**Source material:**
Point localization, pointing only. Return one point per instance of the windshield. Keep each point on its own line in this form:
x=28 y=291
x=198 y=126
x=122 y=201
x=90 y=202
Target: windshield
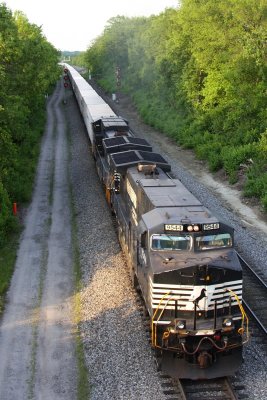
x=170 y=242
x=213 y=241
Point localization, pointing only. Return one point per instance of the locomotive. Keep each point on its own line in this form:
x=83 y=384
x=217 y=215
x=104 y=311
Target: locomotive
x=181 y=257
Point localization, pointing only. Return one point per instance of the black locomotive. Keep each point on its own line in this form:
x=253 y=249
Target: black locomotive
x=180 y=256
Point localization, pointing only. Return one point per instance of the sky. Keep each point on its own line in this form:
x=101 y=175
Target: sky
x=74 y=28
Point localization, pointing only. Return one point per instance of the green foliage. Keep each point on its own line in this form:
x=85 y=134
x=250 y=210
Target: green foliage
x=28 y=69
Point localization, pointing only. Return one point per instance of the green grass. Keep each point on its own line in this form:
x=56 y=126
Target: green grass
x=8 y=254
x=83 y=386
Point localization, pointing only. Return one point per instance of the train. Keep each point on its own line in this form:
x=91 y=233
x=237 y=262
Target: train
x=181 y=257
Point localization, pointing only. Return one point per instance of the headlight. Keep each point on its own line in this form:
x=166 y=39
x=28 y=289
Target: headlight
x=228 y=322
x=180 y=324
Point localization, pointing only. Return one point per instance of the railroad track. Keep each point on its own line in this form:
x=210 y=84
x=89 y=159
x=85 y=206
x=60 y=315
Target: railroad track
x=255 y=303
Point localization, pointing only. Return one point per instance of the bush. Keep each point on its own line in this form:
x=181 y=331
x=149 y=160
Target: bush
x=211 y=152
x=233 y=157
x=7 y=221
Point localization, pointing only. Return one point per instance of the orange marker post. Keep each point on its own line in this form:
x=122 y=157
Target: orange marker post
x=14 y=208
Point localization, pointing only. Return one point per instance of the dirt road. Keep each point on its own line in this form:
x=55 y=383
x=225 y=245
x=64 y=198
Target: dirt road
x=37 y=343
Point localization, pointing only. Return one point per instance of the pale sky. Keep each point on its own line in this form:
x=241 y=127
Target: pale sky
x=72 y=25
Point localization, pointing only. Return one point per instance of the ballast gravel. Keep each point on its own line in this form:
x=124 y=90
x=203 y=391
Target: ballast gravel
x=117 y=350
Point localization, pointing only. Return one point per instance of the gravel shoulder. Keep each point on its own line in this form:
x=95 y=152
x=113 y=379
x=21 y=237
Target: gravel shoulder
x=37 y=346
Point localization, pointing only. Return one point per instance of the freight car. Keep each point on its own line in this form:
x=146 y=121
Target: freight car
x=180 y=256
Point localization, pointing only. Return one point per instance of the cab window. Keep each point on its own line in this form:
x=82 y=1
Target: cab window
x=209 y=242
x=171 y=242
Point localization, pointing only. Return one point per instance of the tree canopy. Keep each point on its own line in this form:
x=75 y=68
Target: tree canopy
x=28 y=68
x=197 y=73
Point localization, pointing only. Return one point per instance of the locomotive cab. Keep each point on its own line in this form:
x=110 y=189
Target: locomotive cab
x=191 y=281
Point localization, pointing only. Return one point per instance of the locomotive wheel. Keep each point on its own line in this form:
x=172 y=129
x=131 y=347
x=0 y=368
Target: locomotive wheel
x=134 y=280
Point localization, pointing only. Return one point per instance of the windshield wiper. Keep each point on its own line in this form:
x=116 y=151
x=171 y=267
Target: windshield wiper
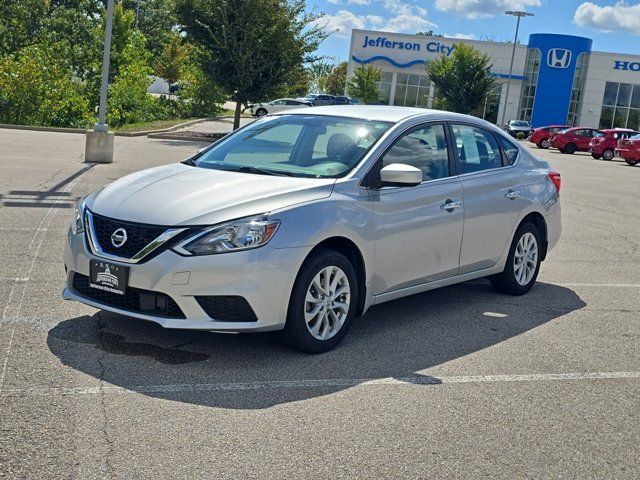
x=263 y=171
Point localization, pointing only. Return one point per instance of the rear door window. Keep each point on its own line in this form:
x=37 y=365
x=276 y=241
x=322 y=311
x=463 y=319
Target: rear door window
x=477 y=149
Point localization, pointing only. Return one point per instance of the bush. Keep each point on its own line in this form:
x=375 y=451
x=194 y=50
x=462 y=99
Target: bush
x=38 y=88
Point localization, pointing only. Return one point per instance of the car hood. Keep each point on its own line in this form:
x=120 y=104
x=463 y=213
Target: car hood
x=180 y=194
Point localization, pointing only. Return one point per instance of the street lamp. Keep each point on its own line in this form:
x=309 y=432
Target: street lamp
x=99 y=141
x=518 y=14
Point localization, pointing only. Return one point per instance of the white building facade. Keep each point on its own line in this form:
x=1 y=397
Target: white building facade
x=556 y=79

**What you have to do:** Every record must be set down again exactly; pictures do not belong in the copy.

**Response below:**
Point localization, pointing only. Return one point per instance of the windshield. Keep each point on its own line in this form:
x=28 y=291
x=198 y=126
x=122 y=201
x=90 y=202
Target: windshield
x=170 y=242
x=213 y=241
Point localization, pointing only. Return one point per instance of the locomotive. Keep each point on its own line in this form:
x=83 y=384
x=217 y=215
x=104 y=311
Target: locomotive
x=181 y=257
Point localization, pointing only. Return one point per instance of the black locomotive. Keep each point on its own line in this form:
x=253 y=249
Target: black locomotive
x=180 y=256
Point localization, pointing only. Return one point per instance of the sky. Keep each point on its own line in this form:
x=101 y=175
Target: sky
x=74 y=28
Point localization, pointing only. Return one point per instance of the green foliage. Keep each point on its own line in this form:
x=85 y=134
x=250 y=210
Target: green foliage
x=28 y=69
Point localization, pointing only. Return one point per instance of the green grass. Keep each point on its own line in this form:
x=56 y=126
Target: green grass
x=8 y=254
x=83 y=386
Point localization, pointing only. Return one point per instance of the train. Keep each point on its own line in this form:
x=91 y=233
x=237 y=262
Target: train
x=181 y=257
Point localization, pointing only. Return one point per instance of the headlight. Keep each point on its own line in this form:
x=166 y=39
x=28 y=289
Target: headlight
x=228 y=322
x=180 y=324
Point localization, pointing only. Return one point per instance of the railroad track. Keep each point on its own line in this form:
x=210 y=84
x=89 y=159
x=85 y=206
x=60 y=315
Target: railroad track
x=255 y=303
Point localization, pointing only. Return one point per instance of the bush. Keep each point on its own line in this form:
x=181 y=331
x=149 y=160
Target: bush
x=211 y=152
x=233 y=157
x=7 y=221
Point localization, pointing only. Return one point per instance of the orange marker post. Keep each point on its own line in this form:
x=122 y=157
Target: orange marker post
x=14 y=208
Point localization, pointing only. Return one point per instance of the dirt road. Keep each point on its own line in this form:
x=55 y=383
x=225 y=245
x=64 y=198
Target: dirt road
x=37 y=343
Point localization, pointing only. Return one point per instance of the pale sky. Keep each point on its own line in this form:
x=241 y=127
Target: pale sky
x=72 y=25
Point localization, pointing only. Return one point per instance of the ballast gravel. Keep each point on its own line in this form:
x=124 y=90
x=203 y=391
Target: ballast gravel
x=117 y=350
Point localization, pointing only. Return one point per instance of the gravel shoulder. Keep each point on its own line in this form:
x=95 y=152
x=113 y=379
x=21 y=237
Target: gravel shoulder
x=37 y=346
Point localization, pointing only. Return one point per instance of the freight car. Keep each point on its own line in this form:
x=146 y=121
Target: freight car
x=180 y=256
Point localization, pointing only. Return one point per instance of the cab window. Keep each point on its own line in this form:
x=82 y=1
Target: cab window
x=209 y=242
x=171 y=242
Point localization, pointing only. Return one point per instance of the tree canopy. Keep each point on its own line in this form:
x=75 y=68
Target: tree canopy
x=28 y=68
x=197 y=73
Point localization, pointing only. Return one point per instance of the locomotive cab. Keep each point on its own line in this form:
x=110 y=189
Target: locomotive cab
x=191 y=281
Point localization, pointing only. Return one point per instance of the locomotive wheel. Keep each point on its own line in this form:
x=172 y=129
x=131 y=347
x=0 y=368
Target: locomotive wheel
x=134 y=280
Point localization, pointing only. Return one point per instance of the windshield wiper. Keep each point on its own line in this form:
x=116 y=151
x=171 y=267
Target: windshield wiper
x=263 y=171
Point localization, pointing only. Return one point per instance of the rear door window. Keep each point on its own line in this form:
x=37 y=365
x=276 y=241
x=322 y=311
x=463 y=319
Target: rear door window
x=477 y=149
Point localization, pointing only. Return one point per instance of the bush. Keep each point on its own line in this form:
x=375 y=451
x=194 y=50
x=462 y=99
Target: bush
x=38 y=88
Point localization, pointing only. Return one point per instance of the car hood. Keep each point on its own line in this form:
x=120 y=104
x=463 y=213
Target: car hood
x=180 y=194
Point localization, pointing only. Return one point per instance of the street lamp. Keep each point on its own line in this form:
x=309 y=432
Target: street lamp
x=99 y=141
x=518 y=14
Point localization, pointing only. Return one point per instance of the white building facade. Keep each point on its own line in this form:
x=1 y=397
Target: white building facade
x=556 y=79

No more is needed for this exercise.